__Text provided__.
------------

Key Points: (1) EDUMATH-30B became the new SOTA with 94.6% MaC, surpassing GPT-4.5 (92.0%) and GPT-4o (92.8%); (2) EDUMATH-12B (85.9%) closely approached 30B-class models with only 12B parameters; (3) EDUMATH-12B achieved the lowest PPL (9.5) and a question length (54.9) closest to human writing (53.9); (4) BERTScore indicated that EDUMATH's diversity is comparable to human-written levels.

Ablation Study (EDUMATH-12B Pipeline)¶

Stage	MaC %
Gemma-3-12B-IT base	63.9 (\(\pm1.5\))
+ SFT on STEM	76.2* (+12.3)
+ KTO	81.0* (+4.8)
+ ModernBERT Filtering (Final EDUMATH-12B)	85.9* (+4.9)

Every stage showed significant improvement (\(p < 0.01\)). EDUMATH-30B was the only model to exceed 90% MaC across all 8 math topics.

Key Findings¶

Three-stage pipeline is essential: SFT provides basic imitation, KTO calibrates binary preferences, and ModernBERT provides a safety net, enabling the leap from 63.9% to 85.9%.
Filter utility for un-trained models: Applying the ModernBERT filter to Qwen-3-30B directly achieved SOTA, proving the model-agnostic nature of the proposed annotation value.
Error Analysis: The dominant failure mode for all models was Accuracy (lengthy or flawed reasoning), accounting for 30-60% of errors; Educational Appropriateness was nearly saturated.
Student RCT Conclusion: 94 students across two schools tested EDUMATH vs. human problems. While accuracy was similar, students significantly preferred customized LLM problems (11/12 students in the School 2 personalized scenario chose LLM problems) because they "liked the topics." This provides controlled evidence for the "customization \(\rightarrow\) engagement" link.

Highlights & Insights¶

Standard-level Alignment: Moving from "topic-level" to "standard-level" alignment using VA SOL makes the task quantifiable and scalable for future K-12 LLMs.
KTO + ModernBERT: This combination is optimal for education where only binary preference data is available. It is stable to train and requires minimal compute.
First Student RCT for MWP Generation: By conducting blind tests with actual students, the study proves LLMs can produce content that is both competent and more engaging than generic human-written prompts.
Asymmetric Flipping Rule: Absorbing human and LLM strengths separately is a clever data-cleaning strategy that boosts label SNR without increasing cost.

Limitations & Future Work¶

Only covers grades 3-5 math and English SOL; expanding to K-2/6-12 or other languages requires new annotations.

------------

__Information provided__.
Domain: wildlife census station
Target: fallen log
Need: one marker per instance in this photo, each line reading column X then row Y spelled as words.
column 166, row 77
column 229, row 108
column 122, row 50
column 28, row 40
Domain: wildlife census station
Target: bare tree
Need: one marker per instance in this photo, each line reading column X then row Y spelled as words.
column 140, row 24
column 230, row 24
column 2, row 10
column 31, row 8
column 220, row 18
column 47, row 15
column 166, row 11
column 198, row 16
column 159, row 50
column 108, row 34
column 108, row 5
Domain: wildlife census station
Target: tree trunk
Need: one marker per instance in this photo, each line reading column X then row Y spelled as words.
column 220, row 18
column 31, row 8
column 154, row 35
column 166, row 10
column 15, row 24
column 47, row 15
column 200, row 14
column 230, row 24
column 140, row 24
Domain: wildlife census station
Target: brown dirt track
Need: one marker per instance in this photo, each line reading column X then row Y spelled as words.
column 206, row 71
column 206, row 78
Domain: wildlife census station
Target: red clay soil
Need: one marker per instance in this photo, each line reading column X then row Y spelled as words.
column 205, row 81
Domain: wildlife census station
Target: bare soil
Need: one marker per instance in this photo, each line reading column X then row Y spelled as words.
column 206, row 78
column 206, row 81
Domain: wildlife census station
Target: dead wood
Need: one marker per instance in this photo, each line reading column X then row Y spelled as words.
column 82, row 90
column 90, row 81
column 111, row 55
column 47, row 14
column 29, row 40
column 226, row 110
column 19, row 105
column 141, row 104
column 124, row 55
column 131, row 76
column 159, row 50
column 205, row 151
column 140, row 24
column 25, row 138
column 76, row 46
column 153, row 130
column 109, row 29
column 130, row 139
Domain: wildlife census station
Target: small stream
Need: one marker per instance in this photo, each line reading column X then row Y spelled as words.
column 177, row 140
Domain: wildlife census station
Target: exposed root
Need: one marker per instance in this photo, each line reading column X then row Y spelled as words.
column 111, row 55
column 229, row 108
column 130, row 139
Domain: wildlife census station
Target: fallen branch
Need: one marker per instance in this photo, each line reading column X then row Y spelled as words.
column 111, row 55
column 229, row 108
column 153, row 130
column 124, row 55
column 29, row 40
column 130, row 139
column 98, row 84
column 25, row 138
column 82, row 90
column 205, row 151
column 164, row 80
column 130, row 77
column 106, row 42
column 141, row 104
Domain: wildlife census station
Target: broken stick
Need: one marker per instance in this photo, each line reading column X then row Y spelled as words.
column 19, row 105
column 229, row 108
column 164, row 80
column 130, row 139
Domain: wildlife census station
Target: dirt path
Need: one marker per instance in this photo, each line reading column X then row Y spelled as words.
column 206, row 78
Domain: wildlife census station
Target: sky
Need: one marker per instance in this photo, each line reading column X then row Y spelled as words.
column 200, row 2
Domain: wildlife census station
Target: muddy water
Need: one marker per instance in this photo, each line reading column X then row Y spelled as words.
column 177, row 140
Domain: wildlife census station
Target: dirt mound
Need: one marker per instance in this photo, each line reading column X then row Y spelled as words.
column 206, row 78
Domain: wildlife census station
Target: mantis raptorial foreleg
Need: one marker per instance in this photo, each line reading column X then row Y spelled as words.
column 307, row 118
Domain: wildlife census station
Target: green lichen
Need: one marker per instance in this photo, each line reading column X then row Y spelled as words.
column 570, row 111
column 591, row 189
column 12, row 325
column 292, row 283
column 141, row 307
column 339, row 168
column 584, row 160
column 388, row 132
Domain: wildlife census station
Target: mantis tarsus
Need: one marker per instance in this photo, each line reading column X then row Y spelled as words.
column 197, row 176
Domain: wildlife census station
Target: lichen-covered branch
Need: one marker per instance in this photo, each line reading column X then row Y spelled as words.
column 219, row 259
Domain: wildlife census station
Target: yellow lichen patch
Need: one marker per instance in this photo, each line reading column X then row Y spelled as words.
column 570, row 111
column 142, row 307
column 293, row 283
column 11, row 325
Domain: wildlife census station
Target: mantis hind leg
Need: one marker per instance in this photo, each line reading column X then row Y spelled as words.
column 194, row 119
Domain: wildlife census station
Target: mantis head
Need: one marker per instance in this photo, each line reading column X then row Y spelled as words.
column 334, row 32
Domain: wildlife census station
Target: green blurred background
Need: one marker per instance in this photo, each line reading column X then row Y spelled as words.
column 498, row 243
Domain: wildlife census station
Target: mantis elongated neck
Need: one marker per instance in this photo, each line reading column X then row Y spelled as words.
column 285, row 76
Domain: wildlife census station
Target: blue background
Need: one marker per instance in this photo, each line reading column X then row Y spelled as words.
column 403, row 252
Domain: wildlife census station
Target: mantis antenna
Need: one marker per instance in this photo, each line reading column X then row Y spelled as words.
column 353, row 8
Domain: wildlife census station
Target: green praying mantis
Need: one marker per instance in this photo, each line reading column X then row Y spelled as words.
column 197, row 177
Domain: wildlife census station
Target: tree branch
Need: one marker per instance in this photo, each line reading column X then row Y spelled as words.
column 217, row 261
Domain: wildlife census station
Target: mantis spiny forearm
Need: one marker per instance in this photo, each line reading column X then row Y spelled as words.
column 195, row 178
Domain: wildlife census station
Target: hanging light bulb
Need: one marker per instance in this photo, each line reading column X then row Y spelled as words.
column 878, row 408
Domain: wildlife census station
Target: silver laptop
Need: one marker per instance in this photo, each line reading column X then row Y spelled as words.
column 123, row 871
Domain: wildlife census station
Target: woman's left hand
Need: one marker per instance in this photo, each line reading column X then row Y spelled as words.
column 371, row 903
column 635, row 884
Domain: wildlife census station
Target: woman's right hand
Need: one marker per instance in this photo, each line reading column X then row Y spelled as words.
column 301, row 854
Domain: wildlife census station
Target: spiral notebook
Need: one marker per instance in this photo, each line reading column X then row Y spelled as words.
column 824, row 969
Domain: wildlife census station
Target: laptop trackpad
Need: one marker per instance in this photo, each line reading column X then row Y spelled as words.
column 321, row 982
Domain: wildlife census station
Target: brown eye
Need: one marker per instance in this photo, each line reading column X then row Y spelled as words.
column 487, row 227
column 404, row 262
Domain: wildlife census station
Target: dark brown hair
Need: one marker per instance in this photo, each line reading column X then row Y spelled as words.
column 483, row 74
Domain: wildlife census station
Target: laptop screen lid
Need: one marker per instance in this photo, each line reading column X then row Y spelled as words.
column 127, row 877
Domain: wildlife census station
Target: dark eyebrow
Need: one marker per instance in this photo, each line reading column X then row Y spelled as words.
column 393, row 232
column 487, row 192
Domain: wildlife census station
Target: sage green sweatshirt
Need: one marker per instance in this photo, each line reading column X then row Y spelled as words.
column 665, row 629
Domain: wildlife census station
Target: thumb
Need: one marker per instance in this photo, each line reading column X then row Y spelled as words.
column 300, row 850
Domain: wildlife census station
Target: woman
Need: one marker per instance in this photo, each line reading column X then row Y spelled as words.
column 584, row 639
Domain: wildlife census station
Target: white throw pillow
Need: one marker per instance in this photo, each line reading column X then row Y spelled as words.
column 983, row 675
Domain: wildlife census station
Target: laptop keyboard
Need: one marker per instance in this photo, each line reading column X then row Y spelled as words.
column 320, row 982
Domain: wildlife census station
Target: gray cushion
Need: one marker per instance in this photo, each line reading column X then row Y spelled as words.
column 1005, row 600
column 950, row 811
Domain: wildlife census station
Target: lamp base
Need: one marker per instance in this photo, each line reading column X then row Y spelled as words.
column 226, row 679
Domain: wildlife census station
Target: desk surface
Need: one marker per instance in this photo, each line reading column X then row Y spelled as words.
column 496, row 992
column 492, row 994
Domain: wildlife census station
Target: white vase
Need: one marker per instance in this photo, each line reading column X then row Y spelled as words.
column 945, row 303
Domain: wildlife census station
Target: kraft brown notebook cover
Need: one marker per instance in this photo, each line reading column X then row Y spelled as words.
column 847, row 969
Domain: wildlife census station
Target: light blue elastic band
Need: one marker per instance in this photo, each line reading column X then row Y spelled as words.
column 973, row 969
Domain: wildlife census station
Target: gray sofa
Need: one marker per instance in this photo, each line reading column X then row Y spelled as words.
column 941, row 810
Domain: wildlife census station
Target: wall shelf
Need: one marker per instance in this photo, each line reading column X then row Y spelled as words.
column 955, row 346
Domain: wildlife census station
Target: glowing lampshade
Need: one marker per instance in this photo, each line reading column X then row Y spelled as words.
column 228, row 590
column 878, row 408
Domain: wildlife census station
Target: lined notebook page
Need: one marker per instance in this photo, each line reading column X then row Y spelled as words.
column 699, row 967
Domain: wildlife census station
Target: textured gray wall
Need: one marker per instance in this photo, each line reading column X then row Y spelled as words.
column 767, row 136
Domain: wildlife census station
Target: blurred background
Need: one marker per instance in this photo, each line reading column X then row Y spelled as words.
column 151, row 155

------------

__Complete the following__.
a: List the labels that introduce each point under "Highlights & Insights" in the EDUMATH text above.
b: Please reproduce word for word the part of the EDUMATH text above that opens with the words containing "Ablation Study (EDUMATH-12B" and closes with "63.9% to 85.9%.".

__Answer set__.
a:
Standard-level Alignment
KTO + ModernBERT
First Student RCT for MWP Generation
Asymmetric Flipping Rule

b:
Ablation Study (EDUMATH-12B Pipeline)¶

Stage	MaC %
Gemma-3-12B-IT base	63.9 (\(\pm1.5\))
+ SFT on STEM	76.2* (+12.3)
+ KTO	81.0* (+4.8)
+ ModernBERT Filtering (Final EDUMATH-12B)	85.9* (+4.9)

Every stage showed significant improvement (\(p < 0.01\)). EDUMATH-30B was the only model to exceed 90% MaC across all 8 math topics.

Key Findings¶

Three-stage pipeline is essential: SFT provides basic imitation, KTO calibrates binary preferences, and ModernBERT provides a safety net, enabling the leap from 63.9% to 85.9%.